[Excerpt provided start]

This does not mean that the combined external surpluses of these economies do not represent an important and potentially negative externality to the global economic system, but it does crucially mean that we cannot expect Japan, Germany et al to simply revert, through e.g. structural reforms, to a growth path driven by domestic demand that would allow them to suck up excess global capacity through an external deficit.

In order to focus the attention in this ongoing debate I will home in on Japan and concretely, a recent piece in which Martin Wolf actually fleshes out a specific way in which Japan would potentially be able to raise domestic demand to benefit of herself and the global economy. Martin Wolf's piece is worth pondering in its entirety, but in this context I am going to focus on the notion of high corporate savings and whether its release from corporate balance sheets holds the potential for spurring domestic demand in Japan.

My own view is that the underlying structural problem has been the combination of excessive corporate savings (retained earnings) and diminished investment opportunities, once catch-up growth was over. As Andrew Smithers of London-based Smithers & Co notes, Japan’s private non-residential fixed investment was 20 per cent of GDP in 1990, close to double the US share. This has fallen to 13 per cent after a modest resurgence in the 2000s. But no comparable decline has occurred in corporate retained earnings. In the 1980s, the challenge of absorbing these savings was met by monetary policy, which drove the cost of borrowing to zero and sustained wasteful investment. In the 2000s, the challenge was met by an export and investment boom, driven largely by trade with China (see chart).


Japan’s aim now must be to achieve domestically driven growth. The most important requirement is a big reduction in corporate saving. Mr Smithers argues that this will happen naturally, since savings are largely capital consumption, itself the product of the history of excessive investment. I would add that if ever an economy needed a market in corporate control, to shift cash out of the hands of sleepy managements, Japan is it. Not being beholden to Japan’s corporate establishment, the new government should adopt policies that would change corporate behaviour, at last.

What follows is my take on this argument seen through the lens of a detailed look at the savings behavior of households and corporates in Japan.

Household Savings - (Dis)saving in Japan?

Standard life cycle theory states that consumers run down their assets into old age (dissave) and thus that a rapidly ageing society at some point should move into a state of perpetual dissaving with the consequence in an open economy context being an external deficit (eventually). However, both in theory and in practice this is not so simple and Japan is a good example here. In this way and while the household savings rate (out of labour income) has indeed plummeted in Japan, the economy still has a large and persistent external surplus. Since we know that the government is mired in both current and future debt this has, by definition, to reflect a high level of corporate savings. Thus and with a low savings rate in the household sector the reduction in corporate savings holds perhaps the biggest potential for releasing domestic demand in Japan or so at least is the crux of Martin Wolf' argument as I see it [1].

[Excerpt provided end]

Exercises.
a – Rewrite the passage on Japan's savings starting with "Japan’s aim now" and going on through "corporates in Japan.", changing "sleepy managements" to "complacent managements".
b – Write the next part of the passage on Japan's savings, picking up after its final sentence.
The entries that come next have no connection to the passage on Japan's savings.

[Record set start]

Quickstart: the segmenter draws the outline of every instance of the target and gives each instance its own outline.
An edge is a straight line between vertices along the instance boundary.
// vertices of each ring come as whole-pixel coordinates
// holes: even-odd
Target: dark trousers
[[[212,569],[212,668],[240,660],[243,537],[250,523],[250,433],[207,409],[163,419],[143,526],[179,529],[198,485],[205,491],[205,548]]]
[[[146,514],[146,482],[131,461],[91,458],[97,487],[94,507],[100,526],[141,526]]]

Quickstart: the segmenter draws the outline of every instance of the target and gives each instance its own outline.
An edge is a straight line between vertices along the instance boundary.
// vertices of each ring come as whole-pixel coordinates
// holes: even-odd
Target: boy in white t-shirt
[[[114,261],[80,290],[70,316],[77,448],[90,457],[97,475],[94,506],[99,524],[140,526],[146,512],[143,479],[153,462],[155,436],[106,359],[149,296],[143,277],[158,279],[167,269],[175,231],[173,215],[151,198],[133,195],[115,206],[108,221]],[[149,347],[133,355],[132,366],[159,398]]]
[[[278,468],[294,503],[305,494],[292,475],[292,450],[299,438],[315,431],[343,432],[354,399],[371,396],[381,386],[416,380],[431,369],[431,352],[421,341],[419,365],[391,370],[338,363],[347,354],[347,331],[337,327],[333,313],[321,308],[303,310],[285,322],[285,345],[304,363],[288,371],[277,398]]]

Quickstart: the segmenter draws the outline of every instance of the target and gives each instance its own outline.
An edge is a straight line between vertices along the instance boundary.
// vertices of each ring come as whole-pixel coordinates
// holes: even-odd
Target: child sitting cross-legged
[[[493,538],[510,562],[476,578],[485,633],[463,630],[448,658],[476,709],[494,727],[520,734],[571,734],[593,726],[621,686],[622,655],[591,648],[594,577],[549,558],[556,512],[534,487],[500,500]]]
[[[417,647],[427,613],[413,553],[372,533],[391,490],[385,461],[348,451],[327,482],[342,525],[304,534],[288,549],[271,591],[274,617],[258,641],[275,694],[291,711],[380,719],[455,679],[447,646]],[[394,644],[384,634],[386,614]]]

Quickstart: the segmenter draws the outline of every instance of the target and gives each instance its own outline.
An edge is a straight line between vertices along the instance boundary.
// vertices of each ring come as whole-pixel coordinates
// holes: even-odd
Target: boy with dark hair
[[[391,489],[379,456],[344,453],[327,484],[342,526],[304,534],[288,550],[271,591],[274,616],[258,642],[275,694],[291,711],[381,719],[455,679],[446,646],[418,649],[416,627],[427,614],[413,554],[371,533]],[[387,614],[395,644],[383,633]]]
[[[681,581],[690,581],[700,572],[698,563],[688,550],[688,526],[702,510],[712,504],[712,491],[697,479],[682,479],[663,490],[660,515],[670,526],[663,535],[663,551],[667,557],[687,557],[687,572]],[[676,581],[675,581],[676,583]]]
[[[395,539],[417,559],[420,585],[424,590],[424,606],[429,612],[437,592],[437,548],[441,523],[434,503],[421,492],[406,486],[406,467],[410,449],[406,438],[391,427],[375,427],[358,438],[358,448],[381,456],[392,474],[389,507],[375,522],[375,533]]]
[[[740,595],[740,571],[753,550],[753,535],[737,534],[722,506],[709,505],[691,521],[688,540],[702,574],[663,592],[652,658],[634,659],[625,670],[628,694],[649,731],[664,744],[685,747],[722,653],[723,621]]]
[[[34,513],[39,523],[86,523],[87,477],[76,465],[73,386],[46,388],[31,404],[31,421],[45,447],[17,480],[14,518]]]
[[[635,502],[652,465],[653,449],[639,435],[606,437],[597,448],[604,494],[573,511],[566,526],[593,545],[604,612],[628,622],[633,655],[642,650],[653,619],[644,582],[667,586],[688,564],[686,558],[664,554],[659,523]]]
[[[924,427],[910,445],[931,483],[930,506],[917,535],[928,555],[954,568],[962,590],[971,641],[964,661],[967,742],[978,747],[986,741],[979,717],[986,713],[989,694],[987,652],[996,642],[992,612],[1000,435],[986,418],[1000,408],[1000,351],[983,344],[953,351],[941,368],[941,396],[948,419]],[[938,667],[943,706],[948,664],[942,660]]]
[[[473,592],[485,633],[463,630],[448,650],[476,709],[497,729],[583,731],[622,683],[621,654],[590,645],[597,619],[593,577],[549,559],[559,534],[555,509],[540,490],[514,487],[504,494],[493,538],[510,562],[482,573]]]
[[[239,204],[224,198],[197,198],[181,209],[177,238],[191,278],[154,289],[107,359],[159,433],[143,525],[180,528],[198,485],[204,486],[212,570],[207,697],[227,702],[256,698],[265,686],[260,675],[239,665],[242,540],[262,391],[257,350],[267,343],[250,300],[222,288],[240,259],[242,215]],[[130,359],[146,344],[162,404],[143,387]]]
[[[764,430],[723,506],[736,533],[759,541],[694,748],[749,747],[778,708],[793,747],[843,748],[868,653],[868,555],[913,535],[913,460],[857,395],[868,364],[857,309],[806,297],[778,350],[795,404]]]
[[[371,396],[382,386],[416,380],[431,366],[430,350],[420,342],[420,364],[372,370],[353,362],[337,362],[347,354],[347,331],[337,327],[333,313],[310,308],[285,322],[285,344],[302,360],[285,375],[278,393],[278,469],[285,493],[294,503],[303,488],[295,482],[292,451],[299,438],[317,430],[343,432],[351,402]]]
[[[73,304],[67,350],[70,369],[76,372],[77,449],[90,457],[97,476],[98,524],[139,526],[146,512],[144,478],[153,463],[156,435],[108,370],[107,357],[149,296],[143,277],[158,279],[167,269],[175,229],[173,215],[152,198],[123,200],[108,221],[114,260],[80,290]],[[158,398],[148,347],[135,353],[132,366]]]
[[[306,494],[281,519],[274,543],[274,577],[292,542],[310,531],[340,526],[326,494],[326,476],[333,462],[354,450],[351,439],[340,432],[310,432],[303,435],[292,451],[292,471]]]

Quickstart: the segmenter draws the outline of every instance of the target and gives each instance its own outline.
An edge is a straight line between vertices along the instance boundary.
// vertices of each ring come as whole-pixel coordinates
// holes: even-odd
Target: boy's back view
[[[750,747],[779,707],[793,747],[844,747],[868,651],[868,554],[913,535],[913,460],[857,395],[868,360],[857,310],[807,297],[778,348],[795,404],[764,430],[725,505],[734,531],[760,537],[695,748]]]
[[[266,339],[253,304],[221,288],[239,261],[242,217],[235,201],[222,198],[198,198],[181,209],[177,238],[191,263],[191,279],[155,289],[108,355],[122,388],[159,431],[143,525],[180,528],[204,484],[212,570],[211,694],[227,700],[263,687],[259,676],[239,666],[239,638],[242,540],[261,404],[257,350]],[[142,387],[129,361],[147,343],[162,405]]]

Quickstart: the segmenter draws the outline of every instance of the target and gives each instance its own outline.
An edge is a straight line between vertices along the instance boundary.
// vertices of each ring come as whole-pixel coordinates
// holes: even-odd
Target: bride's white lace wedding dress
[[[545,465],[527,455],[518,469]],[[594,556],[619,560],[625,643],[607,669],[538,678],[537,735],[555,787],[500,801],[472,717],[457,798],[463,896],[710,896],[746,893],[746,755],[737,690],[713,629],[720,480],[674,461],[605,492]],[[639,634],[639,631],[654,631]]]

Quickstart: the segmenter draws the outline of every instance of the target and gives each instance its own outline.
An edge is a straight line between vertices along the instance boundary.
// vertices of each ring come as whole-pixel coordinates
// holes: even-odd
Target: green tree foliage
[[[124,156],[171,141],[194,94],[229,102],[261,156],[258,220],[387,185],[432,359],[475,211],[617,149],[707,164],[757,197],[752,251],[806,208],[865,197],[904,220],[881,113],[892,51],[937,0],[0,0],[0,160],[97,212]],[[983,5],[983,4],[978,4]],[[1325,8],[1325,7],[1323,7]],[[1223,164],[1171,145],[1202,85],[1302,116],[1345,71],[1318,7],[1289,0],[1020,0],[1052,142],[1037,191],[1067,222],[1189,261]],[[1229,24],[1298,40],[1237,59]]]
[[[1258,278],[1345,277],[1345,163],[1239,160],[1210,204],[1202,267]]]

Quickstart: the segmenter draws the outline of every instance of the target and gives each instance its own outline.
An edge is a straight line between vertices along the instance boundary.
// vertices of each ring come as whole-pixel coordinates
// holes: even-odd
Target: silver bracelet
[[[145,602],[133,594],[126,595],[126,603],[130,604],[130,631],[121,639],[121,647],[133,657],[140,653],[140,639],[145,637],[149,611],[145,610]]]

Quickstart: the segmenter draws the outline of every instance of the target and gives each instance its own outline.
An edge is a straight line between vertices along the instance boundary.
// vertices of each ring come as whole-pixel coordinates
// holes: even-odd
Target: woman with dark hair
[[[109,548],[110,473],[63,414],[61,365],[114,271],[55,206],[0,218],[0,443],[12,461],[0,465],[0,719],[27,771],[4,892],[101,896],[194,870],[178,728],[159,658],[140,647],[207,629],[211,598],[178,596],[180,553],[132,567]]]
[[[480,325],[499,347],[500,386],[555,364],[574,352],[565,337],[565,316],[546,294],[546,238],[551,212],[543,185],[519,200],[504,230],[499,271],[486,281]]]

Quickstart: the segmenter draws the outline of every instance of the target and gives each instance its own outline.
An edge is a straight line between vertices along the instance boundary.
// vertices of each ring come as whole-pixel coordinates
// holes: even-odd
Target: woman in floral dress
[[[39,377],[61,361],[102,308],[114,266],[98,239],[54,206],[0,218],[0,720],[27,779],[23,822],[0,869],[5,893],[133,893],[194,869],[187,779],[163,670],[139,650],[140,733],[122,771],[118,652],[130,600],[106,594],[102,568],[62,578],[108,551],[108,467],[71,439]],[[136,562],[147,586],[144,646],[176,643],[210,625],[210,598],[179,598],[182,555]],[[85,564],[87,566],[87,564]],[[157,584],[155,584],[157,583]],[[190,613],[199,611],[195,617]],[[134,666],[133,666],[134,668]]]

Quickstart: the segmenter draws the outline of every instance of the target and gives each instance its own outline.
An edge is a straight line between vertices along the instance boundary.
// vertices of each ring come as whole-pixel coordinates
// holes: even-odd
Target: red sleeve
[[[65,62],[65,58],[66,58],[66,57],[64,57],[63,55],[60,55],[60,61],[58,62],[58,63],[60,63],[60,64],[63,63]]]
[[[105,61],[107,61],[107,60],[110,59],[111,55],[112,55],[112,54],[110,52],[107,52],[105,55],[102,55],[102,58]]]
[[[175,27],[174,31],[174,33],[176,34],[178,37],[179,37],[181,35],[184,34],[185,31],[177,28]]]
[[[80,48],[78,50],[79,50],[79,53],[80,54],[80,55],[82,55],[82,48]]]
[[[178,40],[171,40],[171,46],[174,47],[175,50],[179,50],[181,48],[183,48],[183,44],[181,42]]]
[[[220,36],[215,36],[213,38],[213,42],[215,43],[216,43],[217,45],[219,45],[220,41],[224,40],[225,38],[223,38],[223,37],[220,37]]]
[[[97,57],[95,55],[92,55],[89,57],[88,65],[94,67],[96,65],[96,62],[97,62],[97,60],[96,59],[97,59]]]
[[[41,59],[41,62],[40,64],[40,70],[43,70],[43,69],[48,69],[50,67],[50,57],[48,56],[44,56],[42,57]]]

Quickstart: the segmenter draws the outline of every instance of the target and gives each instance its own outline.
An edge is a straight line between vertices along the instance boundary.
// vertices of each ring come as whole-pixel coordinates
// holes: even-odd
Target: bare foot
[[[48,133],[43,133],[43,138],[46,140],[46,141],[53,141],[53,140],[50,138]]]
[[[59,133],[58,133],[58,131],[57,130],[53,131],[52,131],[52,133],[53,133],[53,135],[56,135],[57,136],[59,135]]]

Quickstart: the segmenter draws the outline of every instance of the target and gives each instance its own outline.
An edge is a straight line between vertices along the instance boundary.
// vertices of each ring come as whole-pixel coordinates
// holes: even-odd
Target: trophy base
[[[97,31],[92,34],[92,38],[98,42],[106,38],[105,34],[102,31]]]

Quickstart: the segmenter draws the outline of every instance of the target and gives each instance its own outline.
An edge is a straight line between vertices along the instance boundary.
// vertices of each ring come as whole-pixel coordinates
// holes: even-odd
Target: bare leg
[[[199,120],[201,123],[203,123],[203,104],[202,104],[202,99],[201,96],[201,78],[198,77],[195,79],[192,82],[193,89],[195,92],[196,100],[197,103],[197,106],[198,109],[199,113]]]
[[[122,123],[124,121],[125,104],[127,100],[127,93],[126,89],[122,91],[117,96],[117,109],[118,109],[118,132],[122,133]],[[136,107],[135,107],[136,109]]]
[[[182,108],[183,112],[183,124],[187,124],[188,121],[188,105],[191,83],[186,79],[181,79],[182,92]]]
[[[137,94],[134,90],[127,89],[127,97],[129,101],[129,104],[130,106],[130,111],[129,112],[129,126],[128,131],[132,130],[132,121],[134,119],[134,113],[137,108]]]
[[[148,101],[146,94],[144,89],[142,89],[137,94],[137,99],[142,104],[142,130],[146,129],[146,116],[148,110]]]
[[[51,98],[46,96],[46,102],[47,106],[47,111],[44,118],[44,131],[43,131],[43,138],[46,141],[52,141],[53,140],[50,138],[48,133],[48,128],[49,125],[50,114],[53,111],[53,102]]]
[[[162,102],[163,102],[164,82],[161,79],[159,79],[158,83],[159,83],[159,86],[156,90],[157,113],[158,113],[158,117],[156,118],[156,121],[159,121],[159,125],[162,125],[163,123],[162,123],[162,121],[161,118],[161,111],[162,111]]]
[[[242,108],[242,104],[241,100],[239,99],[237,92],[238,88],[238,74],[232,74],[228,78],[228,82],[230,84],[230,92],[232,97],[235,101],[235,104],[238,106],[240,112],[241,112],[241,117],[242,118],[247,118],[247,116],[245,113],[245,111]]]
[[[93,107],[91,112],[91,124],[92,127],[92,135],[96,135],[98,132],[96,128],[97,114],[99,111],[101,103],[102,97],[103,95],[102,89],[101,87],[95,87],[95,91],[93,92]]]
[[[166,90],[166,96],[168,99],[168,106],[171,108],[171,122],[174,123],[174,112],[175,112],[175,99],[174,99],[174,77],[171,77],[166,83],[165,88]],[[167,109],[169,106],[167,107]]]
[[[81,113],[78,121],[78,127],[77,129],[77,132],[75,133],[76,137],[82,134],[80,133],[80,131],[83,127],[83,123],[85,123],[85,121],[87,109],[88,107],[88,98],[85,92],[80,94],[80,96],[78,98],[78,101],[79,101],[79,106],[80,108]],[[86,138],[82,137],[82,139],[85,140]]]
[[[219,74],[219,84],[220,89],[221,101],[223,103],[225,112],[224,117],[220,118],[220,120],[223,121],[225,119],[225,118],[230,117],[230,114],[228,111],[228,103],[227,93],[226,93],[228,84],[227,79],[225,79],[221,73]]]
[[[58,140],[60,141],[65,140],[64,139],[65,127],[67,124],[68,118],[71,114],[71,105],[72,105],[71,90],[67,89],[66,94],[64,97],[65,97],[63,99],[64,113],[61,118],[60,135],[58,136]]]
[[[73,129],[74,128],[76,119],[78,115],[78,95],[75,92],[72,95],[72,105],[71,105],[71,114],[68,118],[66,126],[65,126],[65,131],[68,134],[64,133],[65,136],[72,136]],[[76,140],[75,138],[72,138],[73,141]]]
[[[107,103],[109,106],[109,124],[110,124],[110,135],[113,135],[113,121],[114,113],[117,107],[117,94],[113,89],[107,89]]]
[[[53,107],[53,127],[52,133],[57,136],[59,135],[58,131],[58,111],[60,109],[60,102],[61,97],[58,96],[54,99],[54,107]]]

[Record set end]

In response.
a –
Japan’s aim now must be to achieve domestically driven growth. The most important requirement is a big reduction in corporate saving. Mr Smithers argues that this will happen naturally, since savings are largely capital consumption, itself the product of the history of excessive investment. I would add that if ever an economy needed a market in corporate control, to shift cash out of the hands of complacent managements, Japan is it. Not being beholden to Japan’s corporate establishment, the new government should adopt policies that would change corporate behaviour, at last.

What follows is my take on this argument seen through the lens of a detailed look at the savings behavior of households and corporates in Japan.

b –
Most analyses on household saving rates in Japan do not move beyond the representation above which plots net savings as a share of net income. And indeed, this paints an unequivocal picture. The quarterly figure is highly volatile and subject to notable seasonality, but smoothed through a 12 quarter moving average shows us that since 2000 the savings rate of Japanese households have not exceeded 5%. More interestingly is of course is relentless downward trend which shows, more than anything, that the real economic conditions for Japanese households have changed significantly. This perspective which looks at the flow of savings is strongly underpinned by many empirical studies on the savings behavior of Japanese households. The most recent study is Horioka (2009) who presents a timely overview of the literature on the dissaving of the eldery in Japan. The evidence strongly suggests that Japanese consumers dissave into old age and as Mr Horioka ends his article, this is likely to have important ramifications on global imbalances assuming, I guess, that as Japanese consumers steadily move into a state of negative saving the economy will move into a current account deficit. I assume further that this is what Martin Wolf expect would happen if corporate savings were released to the benefit of Japanese households since otherwise Japan would not do much to correct global imbalances.

Now, I cannot refute the amount of evidence presented by Horioka and thus the conclusion in the main. What I can do however is to respectfully take Mr. Horioka to task on the definition of savings and thus what is defined here as dissavings. In this way, Horioka notes that the main source of dissaving by elderly take the form of declining social security benefits, increase in taxes and social insurance premiums, and increasing consumption expenditures. Let us quickly dispense with the last one and agree that Japan has not experienced any meaningful consumption boom in a long time which suggest that dissaving is not likely to take the form of a surge in consumption in any meaningful way (I don't suspect this is what Horioka wants to argue, but it is important for me to point this out).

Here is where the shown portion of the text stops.